▸ Stated task
Only the lines from the one containing "Would you please tag the celery" through the end of the material are to be echoed, each exactly as it appears.

------------------------------------------------------------

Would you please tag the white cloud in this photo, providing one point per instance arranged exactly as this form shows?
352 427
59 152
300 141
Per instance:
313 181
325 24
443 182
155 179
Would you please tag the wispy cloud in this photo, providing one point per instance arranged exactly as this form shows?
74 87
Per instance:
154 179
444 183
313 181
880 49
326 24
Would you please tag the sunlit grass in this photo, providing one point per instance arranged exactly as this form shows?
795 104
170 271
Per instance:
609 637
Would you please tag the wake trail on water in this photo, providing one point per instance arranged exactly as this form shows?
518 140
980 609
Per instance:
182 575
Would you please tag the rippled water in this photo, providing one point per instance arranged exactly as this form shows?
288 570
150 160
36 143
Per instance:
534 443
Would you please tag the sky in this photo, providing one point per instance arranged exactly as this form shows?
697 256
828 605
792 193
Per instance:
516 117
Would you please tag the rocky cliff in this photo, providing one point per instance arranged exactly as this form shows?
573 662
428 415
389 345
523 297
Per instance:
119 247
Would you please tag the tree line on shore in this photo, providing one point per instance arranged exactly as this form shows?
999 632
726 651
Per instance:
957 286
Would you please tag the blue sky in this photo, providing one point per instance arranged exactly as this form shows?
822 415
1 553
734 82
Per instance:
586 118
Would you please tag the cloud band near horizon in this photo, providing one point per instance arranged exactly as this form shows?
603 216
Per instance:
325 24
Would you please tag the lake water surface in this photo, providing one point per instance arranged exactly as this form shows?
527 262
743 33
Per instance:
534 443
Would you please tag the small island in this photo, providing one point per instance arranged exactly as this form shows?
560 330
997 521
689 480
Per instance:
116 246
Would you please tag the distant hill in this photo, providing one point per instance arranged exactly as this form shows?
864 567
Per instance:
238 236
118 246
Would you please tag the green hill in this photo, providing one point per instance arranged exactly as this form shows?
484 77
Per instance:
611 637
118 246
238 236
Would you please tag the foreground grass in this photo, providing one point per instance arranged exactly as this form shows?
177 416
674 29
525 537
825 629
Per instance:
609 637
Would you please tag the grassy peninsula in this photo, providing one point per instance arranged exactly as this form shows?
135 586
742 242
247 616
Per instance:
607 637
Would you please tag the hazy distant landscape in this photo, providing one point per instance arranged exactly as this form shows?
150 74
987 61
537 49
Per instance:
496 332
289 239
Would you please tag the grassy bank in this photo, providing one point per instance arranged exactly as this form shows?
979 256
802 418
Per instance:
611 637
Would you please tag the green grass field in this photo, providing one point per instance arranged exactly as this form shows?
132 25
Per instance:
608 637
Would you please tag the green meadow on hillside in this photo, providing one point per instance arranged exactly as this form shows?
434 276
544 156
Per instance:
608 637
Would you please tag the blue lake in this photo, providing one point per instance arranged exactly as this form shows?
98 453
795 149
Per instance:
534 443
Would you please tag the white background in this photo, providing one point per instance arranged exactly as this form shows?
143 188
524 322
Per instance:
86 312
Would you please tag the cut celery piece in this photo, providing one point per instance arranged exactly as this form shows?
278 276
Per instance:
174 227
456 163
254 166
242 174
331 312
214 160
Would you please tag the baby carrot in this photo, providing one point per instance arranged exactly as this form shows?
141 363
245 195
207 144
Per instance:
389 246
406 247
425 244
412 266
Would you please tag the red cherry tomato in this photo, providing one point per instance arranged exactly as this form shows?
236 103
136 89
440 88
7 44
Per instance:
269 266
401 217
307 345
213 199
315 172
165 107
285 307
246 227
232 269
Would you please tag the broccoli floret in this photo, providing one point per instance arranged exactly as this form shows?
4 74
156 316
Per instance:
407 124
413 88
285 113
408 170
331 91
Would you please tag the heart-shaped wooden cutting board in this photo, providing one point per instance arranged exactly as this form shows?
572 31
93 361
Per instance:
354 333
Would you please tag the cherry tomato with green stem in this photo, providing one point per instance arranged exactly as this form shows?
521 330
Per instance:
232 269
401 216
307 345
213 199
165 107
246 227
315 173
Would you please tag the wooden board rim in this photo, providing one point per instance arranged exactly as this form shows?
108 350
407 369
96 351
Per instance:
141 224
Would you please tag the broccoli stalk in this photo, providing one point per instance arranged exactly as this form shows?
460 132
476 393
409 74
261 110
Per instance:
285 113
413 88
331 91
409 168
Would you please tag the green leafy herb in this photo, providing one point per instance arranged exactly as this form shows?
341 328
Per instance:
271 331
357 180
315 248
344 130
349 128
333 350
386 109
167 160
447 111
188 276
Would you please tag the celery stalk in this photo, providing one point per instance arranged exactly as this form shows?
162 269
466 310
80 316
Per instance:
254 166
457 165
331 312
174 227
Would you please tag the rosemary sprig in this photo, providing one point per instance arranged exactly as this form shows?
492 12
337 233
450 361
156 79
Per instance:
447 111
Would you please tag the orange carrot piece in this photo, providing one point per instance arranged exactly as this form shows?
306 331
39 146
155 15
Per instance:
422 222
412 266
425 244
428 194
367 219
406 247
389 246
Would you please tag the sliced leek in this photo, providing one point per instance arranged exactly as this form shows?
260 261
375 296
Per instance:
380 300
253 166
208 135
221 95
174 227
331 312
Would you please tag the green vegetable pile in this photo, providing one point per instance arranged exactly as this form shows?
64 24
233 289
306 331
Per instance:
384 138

------------------------------------------------------------

▸ Expected answer
Would you please tag the celery stalk in this photo, providing one point per instance arranged exactly as this form shows?
162 269
466 310
80 316
Per instance:
254 166
457 165
331 312
174 227
Would you please tag the rosemary sprig in this photo, providing one point per instance arranged exactly as this form shows?
492 12
337 233
450 361
156 79
Per instance:
447 111
Would you please tag the orange carrot piece in this photo, providing one point per instance arranged exactly as this form shows?
306 331
39 146
155 15
Per instance:
422 222
412 266
425 244
428 194
367 219
406 247
389 246
Would you please tag the sliced leek in this photo, providing one point per instance arranged exactly as this form shows?
260 261
375 296
Per instance:
380 300
253 166
208 135
221 95
174 227
331 312
Would you please tag the green vegetable pile in this photo, providing one point per instance arranged exactly as this form shows?
64 24
233 289
306 331
Per instance:
384 138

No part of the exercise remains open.